(Stored data)

____

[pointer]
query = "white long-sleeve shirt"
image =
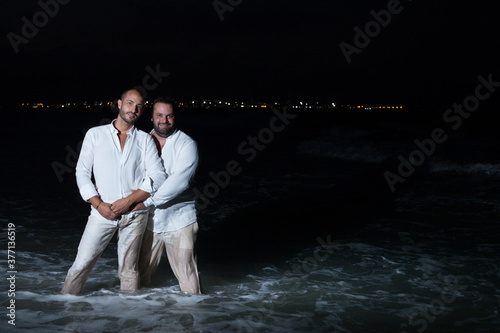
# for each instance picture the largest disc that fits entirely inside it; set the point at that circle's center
(117, 173)
(174, 206)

____

Rewrite the records with "shirt" swapped for "blouse" and everything else left as it is. Omit the pictures.

Solution for this exercise:
[pointer]
query = "white long-sleeve blouse"
image =
# for each instance picture the largest disc that fits entirely inside it; set the point at that circle's center
(117, 173)
(174, 206)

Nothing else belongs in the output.